■ Explore the material ■
a) From the Elasticsearch post below, write out everything from "First, we write" down to "the stored indices." without changing a character.
b) Answer these questions using the Elasticsearch post below, marking each answer (i), (ii), (iii) like the questions:
(i) How many PubMed publications does the local copy hold?
(ii) In which year did publications about Ebola research rise very steeply?
(iii) How many results does the term query for "Cancer" with a capital "C" return?

Tuesday, September 19, 2017

Elasticsearch and PubMed: Step 3, Diving in the Data

In the last two blog posts, I explained how to get a local copy of all 30 million PubMed publications and how to parse this data set into an elasticsearch database. In this blog post, I will describe a small project which leverages this data set.

We will go through all publications (title and abstract) and count how many publications contain a certain term. We will do that for different terms and plot them as a function of time. This will tell us which topics are currently trending in medical science. Here is a possible output of the program described in this post:
Figure 1: Number of PubMed publications with certain topics as a function of time.
This plot shows that there was a very steep increase in the publications about Ebola research in 2014. We can also see that the research on blood cancer or leukemia has decreased in the last 25 years, while the research on prostate cancer has increased in those years.

Elasticsearch uses a JSON based syntax, which indeed can be a bit cumbersome, but the documentation is very good.

First, we write the elasticsearch query which counts the papers. There are a couple of different queries in elasticsearch which can do that e.g. the matchterm and match_phrase queries.

The match query analyzes the search term and then compares it to the stored indices.
{
    "query": {
        "match" : {
            "title" : "Cancer"
        }
    }
}
To analyze the term elasticsearch runs the same analyzer we used to index the field. You might remember from the last blog post that we used the standard analyzer, which tokenizes the text (splits it into words) and puts everything in lower case. So the match query above will return all papers which mention the term 'Cancer' or 'cancer'. 

Note that the elasticsearch approach can be limiting. For example, there is no easy way to distinguish lower case and upper case anymore because of the pre-processing of the standard analyzer. You can use the term query to prevent the search term to be analyzed
{
    "query": {
        "term" : { 
            "title" : "Cancer" 
        }
    }
}
but this search will return zero results since 'Cancer' with a capital 'C' does not exist anywhere in the index. For our case, this does not matter, but if you want to keep the ability to distinguish upper and lower case, you need to use a different analyzer when indexing your data.

In some cases, we might be interested to find multiple word terms or phrases, like 'drug resistance'. The match query is going to run the standard analyzer on this phrase and besides lower casing all words, the standard analyzer also tokenizes the phrase. So it turns 'drug resistance' into ['drug', 'resistance'] and looks for papers which contain either one of the words. We can additionally provide the and operator to enforce that documents need to contain both terms,
{
    "query": {
        "match" : {
            "title" : {
                "query": "drug resistance",
                "operator": "and"

■ Study material ■
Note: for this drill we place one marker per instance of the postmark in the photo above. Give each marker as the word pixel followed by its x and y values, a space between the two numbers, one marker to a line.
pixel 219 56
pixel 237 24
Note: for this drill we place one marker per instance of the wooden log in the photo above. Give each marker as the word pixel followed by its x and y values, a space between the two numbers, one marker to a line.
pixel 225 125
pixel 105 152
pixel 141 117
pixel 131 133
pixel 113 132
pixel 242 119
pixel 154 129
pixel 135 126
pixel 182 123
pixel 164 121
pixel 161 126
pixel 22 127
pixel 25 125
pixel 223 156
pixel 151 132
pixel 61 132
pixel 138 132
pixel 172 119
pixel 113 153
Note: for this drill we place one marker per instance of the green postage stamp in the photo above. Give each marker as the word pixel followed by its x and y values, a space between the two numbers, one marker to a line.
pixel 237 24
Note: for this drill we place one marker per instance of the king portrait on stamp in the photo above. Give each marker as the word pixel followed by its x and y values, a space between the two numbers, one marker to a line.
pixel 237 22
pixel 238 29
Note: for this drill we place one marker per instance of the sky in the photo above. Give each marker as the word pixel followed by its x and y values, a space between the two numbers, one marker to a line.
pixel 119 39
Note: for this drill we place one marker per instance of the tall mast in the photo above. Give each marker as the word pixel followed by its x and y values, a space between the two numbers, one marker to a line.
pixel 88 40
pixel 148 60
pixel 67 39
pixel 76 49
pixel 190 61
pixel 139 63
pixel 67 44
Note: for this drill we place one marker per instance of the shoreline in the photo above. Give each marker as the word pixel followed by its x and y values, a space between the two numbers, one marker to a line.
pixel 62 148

==

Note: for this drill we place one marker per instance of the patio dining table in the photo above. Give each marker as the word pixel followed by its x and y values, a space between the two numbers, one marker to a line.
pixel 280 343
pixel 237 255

■ Solution set ■
a)
First, we write the elasticsearch query which counts the papers. There are a couple of different queries in elasticsearch which can do that e.g. the matchterm and match_phrase queries.

The match query analyzes the search term and then compares it to the stored indices.

b)
(i) 30 million
(ii) 2014
(iii) Zero